▸ DATASET EXTRACT
::::::

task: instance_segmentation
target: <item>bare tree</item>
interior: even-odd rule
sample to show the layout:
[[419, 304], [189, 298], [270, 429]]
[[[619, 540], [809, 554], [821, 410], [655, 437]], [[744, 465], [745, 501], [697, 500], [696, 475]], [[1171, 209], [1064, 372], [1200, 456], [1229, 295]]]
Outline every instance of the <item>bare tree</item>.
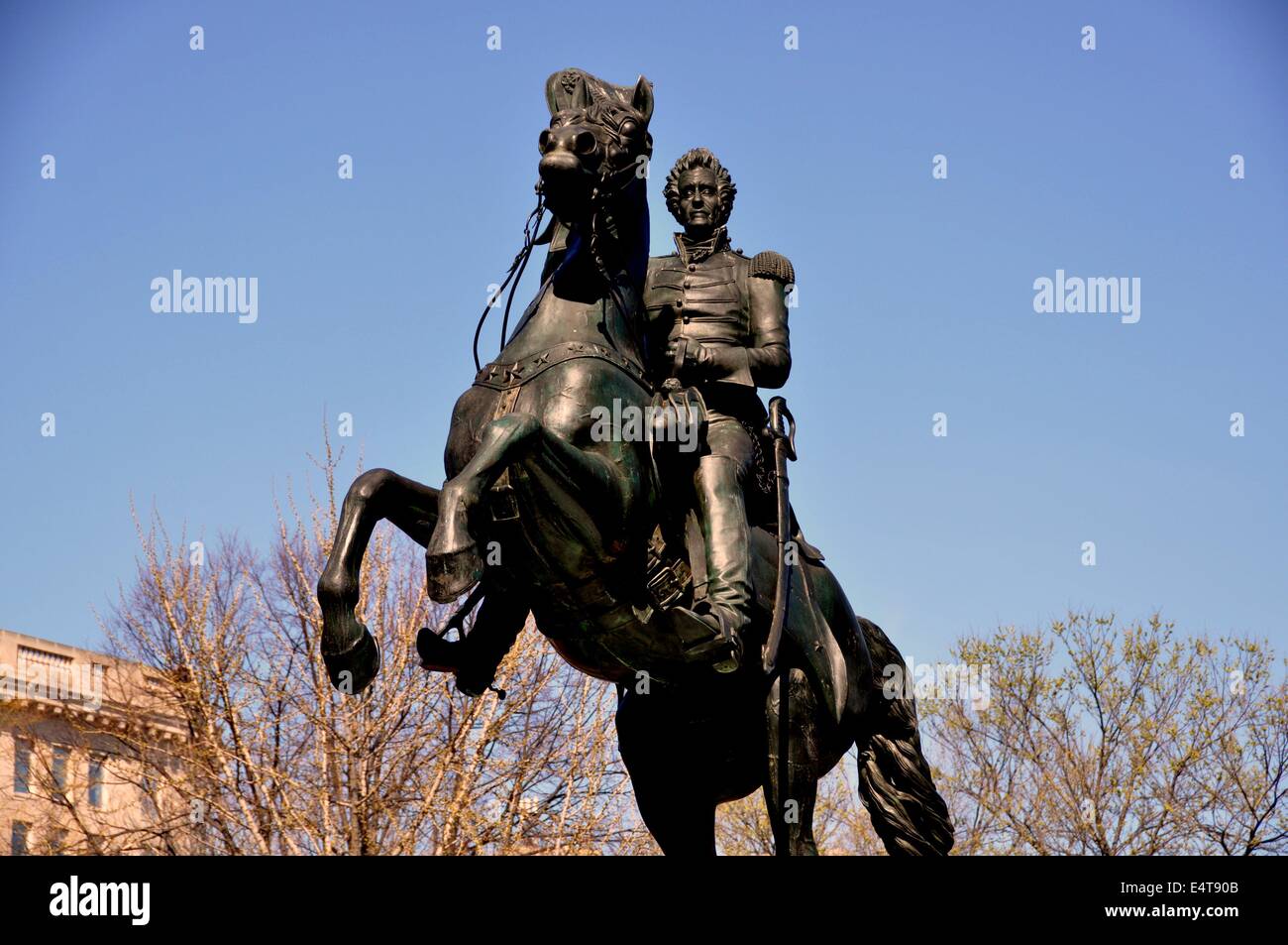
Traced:
[[[336, 523], [326, 492], [287, 492], [276, 540], [211, 549], [139, 526], [134, 584], [103, 621], [111, 652], [142, 664], [149, 697], [182, 719], [158, 750], [118, 734], [118, 767], [162, 794], [121, 846], [210, 853], [587, 853], [652, 850], [616, 753], [612, 686], [567, 667], [529, 625], [502, 664], [501, 700], [469, 699], [419, 665], [421, 627], [446, 620], [422, 558], [379, 529], [359, 612], [381, 648], [376, 683], [335, 692], [313, 594]], [[138, 517], [135, 518], [138, 522]], [[469, 623], [466, 623], [469, 627]], [[129, 694], [117, 697], [129, 701]], [[138, 706], [142, 709], [142, 706]], [[155, 706], [153, 706], [155, 710]], [[180, 842], [182, 841], [182, 842]]]
[[988, 708], [922, 706], [961, 853], [1288, 850], [1288, 688], [1247, 638], [1070, 614], [954, 650]]

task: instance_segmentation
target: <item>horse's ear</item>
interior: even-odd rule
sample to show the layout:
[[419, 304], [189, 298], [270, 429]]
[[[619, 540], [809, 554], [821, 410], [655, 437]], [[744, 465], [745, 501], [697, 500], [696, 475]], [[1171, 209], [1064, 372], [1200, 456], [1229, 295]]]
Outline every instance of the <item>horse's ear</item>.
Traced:
[[647, 125], [649, 119], [653, 117], [653, 84], [640, 76], [640, 80], [635, 83], [635, 94], [631, 97], [631, 108], [640, 113]]
[[565, 110], [589, 108], [591, 102], [590, 85], [578, 70], [565, 68], [562, 72], [553, 72], [546, 79], [546, 106], [551, 116]]

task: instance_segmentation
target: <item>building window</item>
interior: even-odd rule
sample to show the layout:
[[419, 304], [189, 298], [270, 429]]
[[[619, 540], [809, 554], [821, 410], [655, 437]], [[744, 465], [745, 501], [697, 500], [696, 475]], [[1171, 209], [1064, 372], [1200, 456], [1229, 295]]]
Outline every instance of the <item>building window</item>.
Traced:
[[13, 745], [13, 793], [31, 793], [31, 743], [14, 739]]
[[19, 646], [18, 678], [39, 687], [45, 699], [67, 699], [72, 694], [72, 658]]
[[13, 856], [26, 856], [27, 855], [27, 829], [28, 825], [23, 824], [21, 820], [13, 821], [13, 828], [9, 833], [9, 853]]
[[67, 745], [54, 745], [54, 790], [67, 790], [67, 759], [71, 757], [71, 749]]
[[89, 759], [89, 806], [103, 806], [103, 759]]

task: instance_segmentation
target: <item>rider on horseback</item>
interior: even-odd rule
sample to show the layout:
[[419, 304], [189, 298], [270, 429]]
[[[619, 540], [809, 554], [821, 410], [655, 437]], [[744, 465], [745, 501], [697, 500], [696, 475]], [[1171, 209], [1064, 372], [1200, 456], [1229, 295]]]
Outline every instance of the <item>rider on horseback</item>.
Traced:
[[706, 148], [680, 157], [662, 192], [684, 232], [675, 235], [674, 254], [649, 259], [648, 349], [658, 356], [647, 366], [665, 389], [696, 388], [707, 416], [706, 442], [693, 469], [706, 543], [706, 598], [696, 610], [675, 607], [672, 615], [715, 634], [715, 669], [733, 672], [751, 620], [743, 487], [755, 474], [755, 432], [765, 424], [756, 388], [787, 383], [792, 358], [784, 293], [795, 275], [777, 253], [748, 259], [730, 248], [725, 223], [737, 188]]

::::::

Please count how many lines in the rows above contain the string "item", with case counting, and give only the number.

▸ ANSWER TO THE EXERCISE
8